---------- Data to use ----------

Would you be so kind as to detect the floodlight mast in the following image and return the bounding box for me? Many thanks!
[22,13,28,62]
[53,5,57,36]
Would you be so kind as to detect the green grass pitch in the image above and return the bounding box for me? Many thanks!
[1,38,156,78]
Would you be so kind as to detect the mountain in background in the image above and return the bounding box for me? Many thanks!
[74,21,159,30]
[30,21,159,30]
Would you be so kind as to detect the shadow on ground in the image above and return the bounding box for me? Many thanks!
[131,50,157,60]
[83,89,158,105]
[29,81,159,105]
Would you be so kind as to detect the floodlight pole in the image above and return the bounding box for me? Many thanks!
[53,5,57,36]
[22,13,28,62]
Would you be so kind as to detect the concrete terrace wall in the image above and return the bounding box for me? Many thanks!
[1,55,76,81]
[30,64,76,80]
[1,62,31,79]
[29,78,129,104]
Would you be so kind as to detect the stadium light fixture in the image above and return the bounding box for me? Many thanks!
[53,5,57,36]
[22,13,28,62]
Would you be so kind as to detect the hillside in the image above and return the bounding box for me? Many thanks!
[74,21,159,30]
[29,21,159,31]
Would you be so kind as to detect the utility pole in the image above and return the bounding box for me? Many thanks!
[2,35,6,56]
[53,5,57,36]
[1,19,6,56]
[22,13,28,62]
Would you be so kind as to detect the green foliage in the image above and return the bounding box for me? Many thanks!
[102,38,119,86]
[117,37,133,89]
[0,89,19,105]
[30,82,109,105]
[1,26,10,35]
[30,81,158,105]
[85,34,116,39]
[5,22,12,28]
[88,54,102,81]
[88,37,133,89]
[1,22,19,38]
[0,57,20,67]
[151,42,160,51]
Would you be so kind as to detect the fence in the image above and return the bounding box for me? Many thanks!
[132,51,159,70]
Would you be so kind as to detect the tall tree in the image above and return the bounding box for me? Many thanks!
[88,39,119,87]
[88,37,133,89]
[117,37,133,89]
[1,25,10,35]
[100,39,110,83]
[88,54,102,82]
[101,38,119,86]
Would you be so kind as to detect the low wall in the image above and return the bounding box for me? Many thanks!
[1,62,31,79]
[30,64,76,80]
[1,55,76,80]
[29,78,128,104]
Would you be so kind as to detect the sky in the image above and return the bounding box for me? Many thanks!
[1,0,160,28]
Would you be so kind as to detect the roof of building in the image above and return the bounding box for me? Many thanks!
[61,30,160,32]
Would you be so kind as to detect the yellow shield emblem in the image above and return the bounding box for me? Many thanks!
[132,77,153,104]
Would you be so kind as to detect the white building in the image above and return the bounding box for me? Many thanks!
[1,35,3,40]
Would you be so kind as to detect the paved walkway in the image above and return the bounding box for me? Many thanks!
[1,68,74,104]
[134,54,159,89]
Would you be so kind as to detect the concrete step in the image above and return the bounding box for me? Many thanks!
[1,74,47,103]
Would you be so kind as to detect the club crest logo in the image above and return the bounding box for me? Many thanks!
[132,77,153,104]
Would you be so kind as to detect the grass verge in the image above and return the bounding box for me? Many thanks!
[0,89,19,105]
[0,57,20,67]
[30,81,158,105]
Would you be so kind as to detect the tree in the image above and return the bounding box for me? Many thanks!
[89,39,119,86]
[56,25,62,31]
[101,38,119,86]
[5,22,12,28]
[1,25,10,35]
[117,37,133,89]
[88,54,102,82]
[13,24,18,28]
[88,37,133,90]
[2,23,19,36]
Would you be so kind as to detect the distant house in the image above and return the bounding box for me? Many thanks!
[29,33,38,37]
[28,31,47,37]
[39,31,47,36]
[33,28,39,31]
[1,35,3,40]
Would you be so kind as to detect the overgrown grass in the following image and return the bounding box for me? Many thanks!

----------

● **Problem details**
Produce verbatim the lines starting at the one with "Would you be so kind as to detect the concrete step" and ending at the last line of the material, both ends included. Add no other line.

● **Problem solution**
Would you be so kind as to detect the concrete step in the image above and return the bounding box for me? Many thanks!
[1,74,47,103]
Would you be so kind as to detect the club crest logo in the image above and return the bounding box for me? Many thanks!
[132,77,153,104]
Would you be so kind as to detect the grass verge in the image above and return the bounding box for me? Many thanks!
[0,89,19,105]
[0,57,20,67]
[30,81,158,105]
Would you be so kind as to detect the tree in the image above and return the bounding box for me? Many thanks!
[89,39,119,86]
[56,25,62,31]
[101,38,119,86]
[5,22,12,28]
[1,25,10,35]
[117,37,133,89]
[88,54,102,82]
[13,24,18,28]
[88,37,133,90]
[2,23,19,36]
Would you be so kind as to detect the distant house in the image above and return the bounding box for me? Many thanks!
[29,33,38,37]
[28,31,47,37]
[39,31,47,36]
[33,28,39,31]
[1,35,3,40]
Would you be so kind as to detect the overgrown grass in the following image and return the bounding box for me? Many thanks!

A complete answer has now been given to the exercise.